◆ Task details
Start at the line that has "Query: school of small fish" and go through the last line of the items below. Write out each of those lines as one string in a JSON list, and leave out any blank lines.

Rows from a dataset:

***

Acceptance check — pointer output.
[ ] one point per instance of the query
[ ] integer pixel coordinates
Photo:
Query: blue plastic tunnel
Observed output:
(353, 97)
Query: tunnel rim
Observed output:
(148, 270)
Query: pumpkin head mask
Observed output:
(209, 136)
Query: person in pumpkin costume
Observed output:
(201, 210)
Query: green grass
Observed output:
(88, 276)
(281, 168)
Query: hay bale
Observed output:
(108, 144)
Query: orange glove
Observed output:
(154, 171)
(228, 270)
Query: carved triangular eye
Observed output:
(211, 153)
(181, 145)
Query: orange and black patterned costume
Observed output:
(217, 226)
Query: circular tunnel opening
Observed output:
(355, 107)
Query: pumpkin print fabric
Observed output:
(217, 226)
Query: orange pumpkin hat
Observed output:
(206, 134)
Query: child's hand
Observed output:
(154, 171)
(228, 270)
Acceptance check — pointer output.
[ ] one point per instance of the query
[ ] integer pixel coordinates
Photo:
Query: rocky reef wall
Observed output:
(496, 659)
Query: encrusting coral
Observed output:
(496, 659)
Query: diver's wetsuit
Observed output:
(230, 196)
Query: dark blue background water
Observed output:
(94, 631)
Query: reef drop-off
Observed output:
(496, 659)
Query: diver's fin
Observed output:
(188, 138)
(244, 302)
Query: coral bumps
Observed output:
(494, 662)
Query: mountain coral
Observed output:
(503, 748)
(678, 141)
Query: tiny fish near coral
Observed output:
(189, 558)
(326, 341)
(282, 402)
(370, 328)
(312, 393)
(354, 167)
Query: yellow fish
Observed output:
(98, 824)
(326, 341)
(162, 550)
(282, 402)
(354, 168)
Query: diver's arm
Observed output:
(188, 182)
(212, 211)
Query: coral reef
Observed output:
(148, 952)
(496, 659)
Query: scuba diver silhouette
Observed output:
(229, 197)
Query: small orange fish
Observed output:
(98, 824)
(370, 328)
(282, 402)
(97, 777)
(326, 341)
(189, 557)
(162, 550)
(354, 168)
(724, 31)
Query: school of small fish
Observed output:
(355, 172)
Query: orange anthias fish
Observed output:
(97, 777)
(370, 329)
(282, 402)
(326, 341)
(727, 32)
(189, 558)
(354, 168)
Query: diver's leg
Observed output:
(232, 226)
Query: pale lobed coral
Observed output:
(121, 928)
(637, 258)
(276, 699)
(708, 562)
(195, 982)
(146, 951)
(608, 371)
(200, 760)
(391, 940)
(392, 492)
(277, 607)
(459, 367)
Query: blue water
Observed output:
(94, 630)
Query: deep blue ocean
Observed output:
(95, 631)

***

◆ Problem solution
[
  "Query: school of small fish",
  "Observed output:",
  "(355, 172)",
  "Query: orange anthias fish",
  "Observed output:",
  "(97, 777)",
  "(370, 329)",
  "(282, 402)",
  "(326, 341)",
  "(727, 32)",
  "(189, 558)",
  "(354, 168)",
  "Query: diver's leg",
  "Observed output:",
  "(232, 226)",
  "Query: pale lobed coral",
  "Observed output:",
  "(121, 928)",
  "(637, 258)",
  "(276, 699)",
  "(708, 562)",
  "(195, 982)",
  "(146, 951)",
  "(608, 371)",
  "(200, 760)",
  "(391, 940)",
  "(392, 492)",
  "(277, 607)",
  "(459, 367)",
  "Query: blue water",
  "Observed output:",
  "(94, 630)",
  "Query: deep blue ocean",
  "Observed output:",
  "(95, 631)"
]